### Challenge 1:
Reproduce verbatim the complete listing that follows the Romans 6 passage below, leaving out every picture.

### Source document:
• • • • •

So Romans 6:8 is a kind of summary. The first part “dead with Christ” is what he taught in verses 5–7. That’s the crucified life. Our old man is dead. We’re freed from sin’s power. The second part, “we shall also live with him”, is the resurrected life, which is explained in the next verses. Christians live both: crucified with Christ and raised with Christ.

Being dead with Christ is not enough to answer the question, “How do I live now?” We live by the resurrected life.

Many Christians talk about Christ dying for them, but forget that He also lives for them. We can’t live the Christian life by only knowing the crucifixion. We must know the resurrection as well.

Romans 6:9, carrying on from what we just read in verse 8, says,

Knowing that Christ being raised from the dead dieth no more; death hath no more dominion over him.

 

Here’s where we notice that Paul keeps using the word “know“.

Under the law it was “do this and don’t do that,” but living under grace starts with what we know.

In verse 3 we see, “Know ye not…?” In verse 6 it’s “Knowing this…” In verse 9 it’s “Knowing that Christ…”

See, we can’t live for God until our mind is changed and we know something we didn’t know before.

That can only be changed by doctrine, God’s Word, God’s truth. God gave us His word so we can know first, then walk.

We wouldn’t know how to live for God unless we first know the things Paul teaches in Romans 6. Knowing comes before doing.

Later, in Romans 12:1–2, after Paul explains salvation, our identity, who we are in Christ, and God’s work with Israel, he finally talks about the practical side of how to live.

He says to present our body a living sacrifice and to be transformed by the renewing of our mind.

By Romans 12, that renewed mind has already been explained in chapters 5–8.

If we skip those chapters, we’ll think Paul’s teaching legalism, but he’s not. He’s teaching how to live by grace through the right understanding.

So Romans 6:9 says,

Knowing that Christ being raised from the dead…

 

We know, we’re fully persuaded in our mind that Christ rose from the dead. Paul talks about being fully persuaded in Acts, Romans and Timothy as do Matthew, Luke and Hebrews.

Without Christ rising from the dead there’d be no books of Matthew, Mark, Luke and John or Acts and there’d be no Paul. Paul met Christ only as the risen Lord, not in His earthly ministry.

In fact, if Christ never rose from the dead the entire Bible would be what many sceptics believe it to be, a worthless collection of fairy tales.

• • • • •

### Challenge 2:
According to the Romans 6 passage above, in what way did Paul meet Christ?

### Source records:

• • • • •

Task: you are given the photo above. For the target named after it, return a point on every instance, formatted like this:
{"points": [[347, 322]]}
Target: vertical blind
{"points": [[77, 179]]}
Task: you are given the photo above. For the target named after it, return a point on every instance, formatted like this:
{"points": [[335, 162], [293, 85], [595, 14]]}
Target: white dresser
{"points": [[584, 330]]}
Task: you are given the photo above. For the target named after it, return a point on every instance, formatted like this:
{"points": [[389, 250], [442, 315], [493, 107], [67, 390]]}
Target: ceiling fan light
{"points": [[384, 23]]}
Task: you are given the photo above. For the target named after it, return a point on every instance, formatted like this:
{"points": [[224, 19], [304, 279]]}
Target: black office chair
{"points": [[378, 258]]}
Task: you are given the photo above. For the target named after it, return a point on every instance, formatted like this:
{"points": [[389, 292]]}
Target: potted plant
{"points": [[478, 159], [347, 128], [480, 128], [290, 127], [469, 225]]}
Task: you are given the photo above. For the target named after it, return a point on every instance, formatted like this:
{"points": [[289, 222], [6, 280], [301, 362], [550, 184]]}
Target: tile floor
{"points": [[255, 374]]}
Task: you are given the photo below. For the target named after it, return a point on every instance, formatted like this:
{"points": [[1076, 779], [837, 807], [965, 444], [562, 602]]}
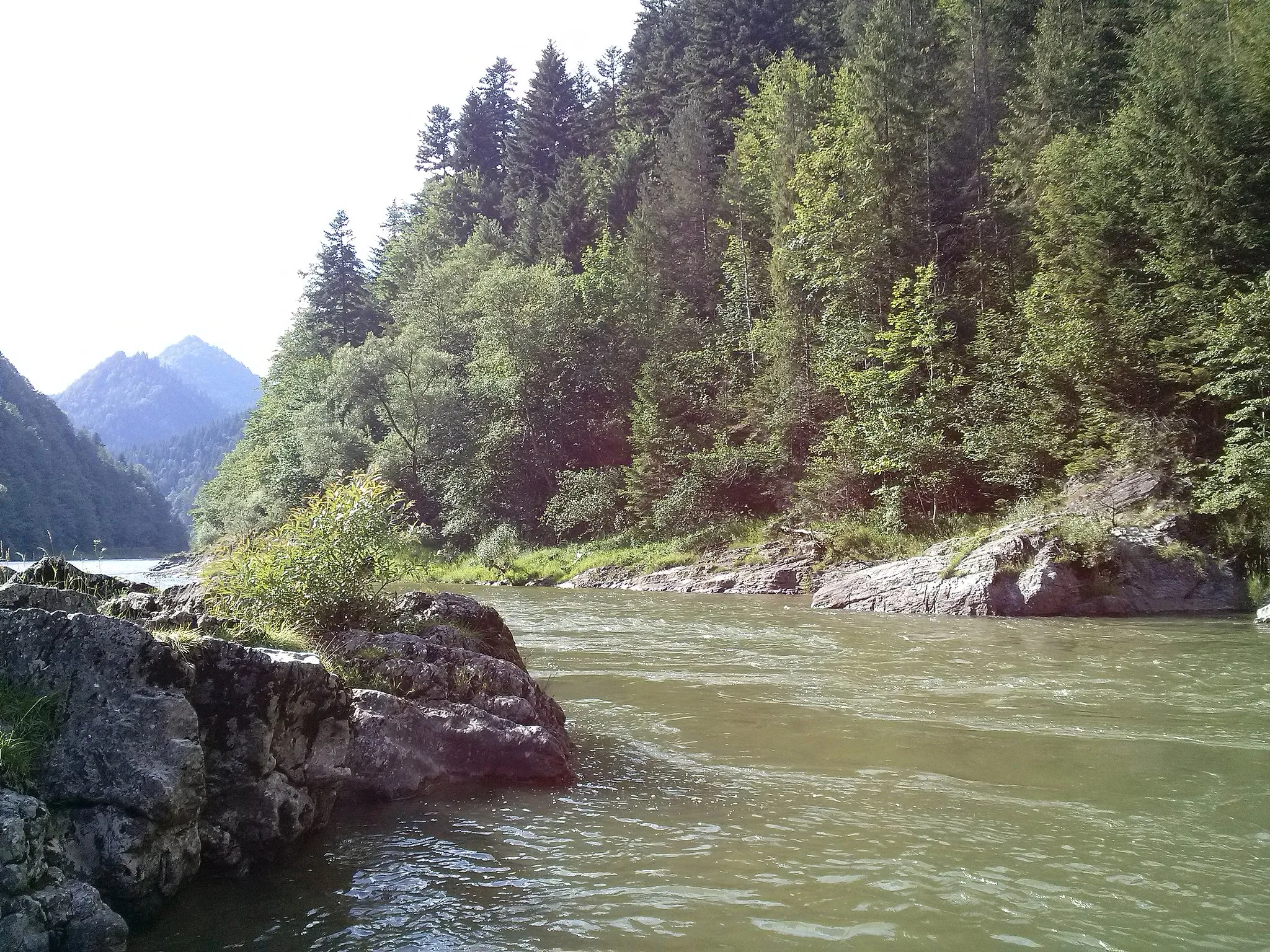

• • • • •

### Exercise result 1:
Task: you are given the photo above. For the target named after it, return a point on every instance, formatted like this:
{"points": [[347, 322]]}
Target: vertical blind
{"points": [[77, 179]]}
Task: you are given the photo above. For the target named after it, return a point on every instance, formatted like this:
{"points": [[335, 162], [293, 85], [595, 14]]}
Target: white dresser
{"points": [[584, 330]]}
Task: you are given the photo above. For the target named after it, return a point on every instance, formatted like this:
{"points": [[389, 250], [442, 315], [493, 107], [67, 390]]}
Target: ceiling fan light
{"points": [[384, 23]]}
Task: you are given the photo above. For the target named after it, return a point on every instance, formatted like this:
{"points": [[224, 19], [304, 279]]}
Target: black office chair
{"points": [[378, 258]]}
Task: you are given the photo above. For the target named after it, return a point on every instance, formatted like this:
{"points": [[389, 292]]}
Target: potted plant
{"points": [[478, 159], [347, 128], [480, 128], [290, 127], [469, 225]]}
Task: you are given the photo above. For the target named after it, return a point on every instance, formatted like this:
{"points": [[289, 222], [6, 280], [301, 362], [550, 184]]}
Target: tile floor
{"points": [[255, 374]]}
Task: you are given the photo below. For the target named after it, return a point on every instance, formatted like this:
{"points": [[1076, 779], [837, 807], [965, 444], [562, 602]]}

### Exercise result 2:
Paul met Christ only as the risen Lord, not in His earthly ministry.